What is asked:
Extend the commentary on Victoria's affordable housing crisis, picking up right after its final sentence.

Provided passage:
Link to comment on the Times Colonist website
Increasing supply to solve the crisis sounds good, doesn’t it? Until you look under the hood.
A commentary by a James Bay resident and former public servant.
Victoria’s affordable housing crisis is worsening—1,252 people are waiting for subsidized housing even though Victoria city council approves every development that comes before them.
Why? Because we’ve been sold the wrong solution.
The real estate development industry has shaped the housing debate to serve its own interests: build, baby, build, and all our problems will be solved. Politicians and so-called YIMBY—Yes in my back yard—groups have embraced this narrative because it is easy to sell politically.
After all, increasing supply to solve the crisis sounds good, doesn’t it? Until you look under the hood.
Increasing supply does not ensure affordability.
Research shows that the housing supply legislation brought in by the provincial government will likely raise land values, spurring development in desirable neighbourhoods—like James Bay—at the cost of demolishing existing affordable housing.
We need more supply, but it has to be carefully planned for so that it benefits residents, not speculators and investors.

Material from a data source
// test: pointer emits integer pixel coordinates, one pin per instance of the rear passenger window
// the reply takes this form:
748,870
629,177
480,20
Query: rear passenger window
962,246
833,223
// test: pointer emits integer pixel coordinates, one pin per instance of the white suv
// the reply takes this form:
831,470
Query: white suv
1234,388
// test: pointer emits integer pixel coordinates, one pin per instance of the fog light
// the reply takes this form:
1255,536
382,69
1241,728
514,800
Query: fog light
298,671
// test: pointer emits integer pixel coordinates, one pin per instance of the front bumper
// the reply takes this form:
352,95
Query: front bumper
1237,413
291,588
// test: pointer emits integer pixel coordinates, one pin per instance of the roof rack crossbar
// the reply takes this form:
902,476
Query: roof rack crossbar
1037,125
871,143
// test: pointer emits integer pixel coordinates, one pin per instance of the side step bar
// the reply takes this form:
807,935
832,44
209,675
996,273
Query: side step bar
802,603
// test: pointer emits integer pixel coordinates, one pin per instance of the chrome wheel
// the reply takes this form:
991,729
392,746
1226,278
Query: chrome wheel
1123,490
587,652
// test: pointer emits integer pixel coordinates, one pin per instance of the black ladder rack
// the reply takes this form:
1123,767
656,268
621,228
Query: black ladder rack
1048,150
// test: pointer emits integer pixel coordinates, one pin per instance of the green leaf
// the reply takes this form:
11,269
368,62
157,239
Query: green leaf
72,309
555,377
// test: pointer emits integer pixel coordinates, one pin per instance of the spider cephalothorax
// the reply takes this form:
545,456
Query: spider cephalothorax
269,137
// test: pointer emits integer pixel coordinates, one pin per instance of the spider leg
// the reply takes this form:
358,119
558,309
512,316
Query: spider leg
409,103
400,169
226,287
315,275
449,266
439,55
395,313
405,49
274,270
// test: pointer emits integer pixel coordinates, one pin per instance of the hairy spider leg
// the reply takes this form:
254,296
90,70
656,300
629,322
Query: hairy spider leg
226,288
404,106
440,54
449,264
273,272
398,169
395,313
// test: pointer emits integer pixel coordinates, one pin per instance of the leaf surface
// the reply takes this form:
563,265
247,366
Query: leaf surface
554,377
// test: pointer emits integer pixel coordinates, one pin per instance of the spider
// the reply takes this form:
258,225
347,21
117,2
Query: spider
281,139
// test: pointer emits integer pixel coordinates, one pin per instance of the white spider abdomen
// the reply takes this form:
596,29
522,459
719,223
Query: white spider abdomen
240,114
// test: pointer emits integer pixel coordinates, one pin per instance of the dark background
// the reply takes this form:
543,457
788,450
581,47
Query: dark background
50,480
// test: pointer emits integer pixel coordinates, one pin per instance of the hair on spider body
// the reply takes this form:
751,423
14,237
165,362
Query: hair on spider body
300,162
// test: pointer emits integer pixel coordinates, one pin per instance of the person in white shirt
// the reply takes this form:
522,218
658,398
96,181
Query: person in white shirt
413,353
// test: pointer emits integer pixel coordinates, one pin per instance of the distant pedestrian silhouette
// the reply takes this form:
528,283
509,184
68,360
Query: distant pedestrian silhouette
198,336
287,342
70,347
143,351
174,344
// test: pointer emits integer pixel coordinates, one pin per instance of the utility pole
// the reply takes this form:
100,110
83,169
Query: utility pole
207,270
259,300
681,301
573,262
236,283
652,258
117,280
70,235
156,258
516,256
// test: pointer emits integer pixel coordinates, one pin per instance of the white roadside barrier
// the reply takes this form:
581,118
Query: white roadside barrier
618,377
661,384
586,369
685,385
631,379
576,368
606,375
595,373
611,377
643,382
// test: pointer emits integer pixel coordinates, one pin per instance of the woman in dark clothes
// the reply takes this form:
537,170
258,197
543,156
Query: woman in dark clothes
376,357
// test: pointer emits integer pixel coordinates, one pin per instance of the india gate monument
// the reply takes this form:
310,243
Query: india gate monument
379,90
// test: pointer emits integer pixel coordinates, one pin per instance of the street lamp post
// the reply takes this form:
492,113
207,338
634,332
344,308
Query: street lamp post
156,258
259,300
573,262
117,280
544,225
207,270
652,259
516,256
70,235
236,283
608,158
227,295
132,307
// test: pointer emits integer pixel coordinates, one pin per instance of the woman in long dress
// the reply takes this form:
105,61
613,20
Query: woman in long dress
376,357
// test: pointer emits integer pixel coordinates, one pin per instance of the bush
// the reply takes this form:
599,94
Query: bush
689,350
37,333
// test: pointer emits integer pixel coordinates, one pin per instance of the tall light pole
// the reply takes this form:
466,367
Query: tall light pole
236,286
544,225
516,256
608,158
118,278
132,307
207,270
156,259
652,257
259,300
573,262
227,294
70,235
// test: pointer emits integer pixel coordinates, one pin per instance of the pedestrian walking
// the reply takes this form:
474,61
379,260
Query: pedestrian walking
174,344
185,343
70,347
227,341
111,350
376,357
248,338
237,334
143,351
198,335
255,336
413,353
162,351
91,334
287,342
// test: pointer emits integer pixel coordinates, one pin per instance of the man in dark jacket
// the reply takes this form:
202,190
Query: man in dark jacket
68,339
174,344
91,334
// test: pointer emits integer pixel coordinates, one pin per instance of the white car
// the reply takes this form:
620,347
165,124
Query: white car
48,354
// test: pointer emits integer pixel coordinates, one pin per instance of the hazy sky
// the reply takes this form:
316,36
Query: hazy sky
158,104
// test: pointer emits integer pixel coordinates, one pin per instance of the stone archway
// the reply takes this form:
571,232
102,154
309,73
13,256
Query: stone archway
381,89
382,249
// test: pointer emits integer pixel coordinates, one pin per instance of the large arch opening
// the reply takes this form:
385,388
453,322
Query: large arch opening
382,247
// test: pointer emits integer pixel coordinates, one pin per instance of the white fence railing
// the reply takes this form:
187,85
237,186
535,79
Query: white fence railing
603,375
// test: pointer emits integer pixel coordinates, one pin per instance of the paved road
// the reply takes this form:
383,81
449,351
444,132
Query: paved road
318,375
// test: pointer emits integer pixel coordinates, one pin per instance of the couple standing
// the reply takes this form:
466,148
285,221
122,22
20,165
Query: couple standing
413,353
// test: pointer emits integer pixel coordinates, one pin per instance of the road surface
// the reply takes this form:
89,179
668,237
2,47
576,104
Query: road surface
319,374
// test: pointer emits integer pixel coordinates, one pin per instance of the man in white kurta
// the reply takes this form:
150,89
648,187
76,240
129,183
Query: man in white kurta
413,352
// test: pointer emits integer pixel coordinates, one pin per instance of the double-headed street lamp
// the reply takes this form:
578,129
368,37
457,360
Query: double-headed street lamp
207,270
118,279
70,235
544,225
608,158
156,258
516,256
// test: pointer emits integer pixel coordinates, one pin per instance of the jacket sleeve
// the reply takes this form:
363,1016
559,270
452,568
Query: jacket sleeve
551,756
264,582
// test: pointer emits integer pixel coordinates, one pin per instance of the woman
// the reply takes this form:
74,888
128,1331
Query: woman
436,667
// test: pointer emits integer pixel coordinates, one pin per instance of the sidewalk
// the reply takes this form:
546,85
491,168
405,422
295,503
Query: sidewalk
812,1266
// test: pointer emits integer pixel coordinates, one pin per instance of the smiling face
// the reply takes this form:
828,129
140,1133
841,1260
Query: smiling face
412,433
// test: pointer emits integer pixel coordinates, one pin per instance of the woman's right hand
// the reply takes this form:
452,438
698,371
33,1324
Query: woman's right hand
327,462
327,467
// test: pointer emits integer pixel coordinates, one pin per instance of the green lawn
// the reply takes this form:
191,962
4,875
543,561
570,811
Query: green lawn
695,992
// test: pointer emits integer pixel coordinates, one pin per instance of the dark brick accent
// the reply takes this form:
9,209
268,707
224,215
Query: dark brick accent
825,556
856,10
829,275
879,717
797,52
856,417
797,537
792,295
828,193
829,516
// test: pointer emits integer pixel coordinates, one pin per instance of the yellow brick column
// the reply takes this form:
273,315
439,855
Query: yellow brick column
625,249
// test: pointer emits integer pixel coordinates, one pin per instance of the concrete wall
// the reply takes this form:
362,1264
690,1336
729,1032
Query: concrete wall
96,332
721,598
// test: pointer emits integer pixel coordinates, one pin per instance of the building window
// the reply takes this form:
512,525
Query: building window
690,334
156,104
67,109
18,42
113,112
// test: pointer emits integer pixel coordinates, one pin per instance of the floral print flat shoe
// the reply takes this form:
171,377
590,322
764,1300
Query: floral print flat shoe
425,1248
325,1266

Task output:
We have more and more people homeless as Victoria becomes less and less affordable. According to B.C. Housing, there are 1,252 people waiting for subsidized housing in Victoria, including almost 500 over the age of 55.
Another 865 are on a separate waitlist for supportive housing.
We could build, build, build until the entire city is covered in high rises and six-storey buildings, and there is gridlock on all our roads, but we will still not have affordable housing for people who live and work here, or a health-care system that can support the population unless actions are taken to support affordability and to ensure that services are in place for the people who live here.
As the city says, the new Official Community Plan (OCP) is a big deal, but unless major changes are made, it will make the affordability crisis worse, not better.
In James Bay, the median annual household income is $62,000, and 70% of residents are renters. Many of them are seniors who can afford their homes because they moved in before rents skyrocketed.
Based on income levels, a median household in James Bay can afford $1,500 per month in rent—yet today, there aren’t even studio apartments available in James Bay for that amount.
Research shows that Canada lost 10 affordable units for every new one built over a decade.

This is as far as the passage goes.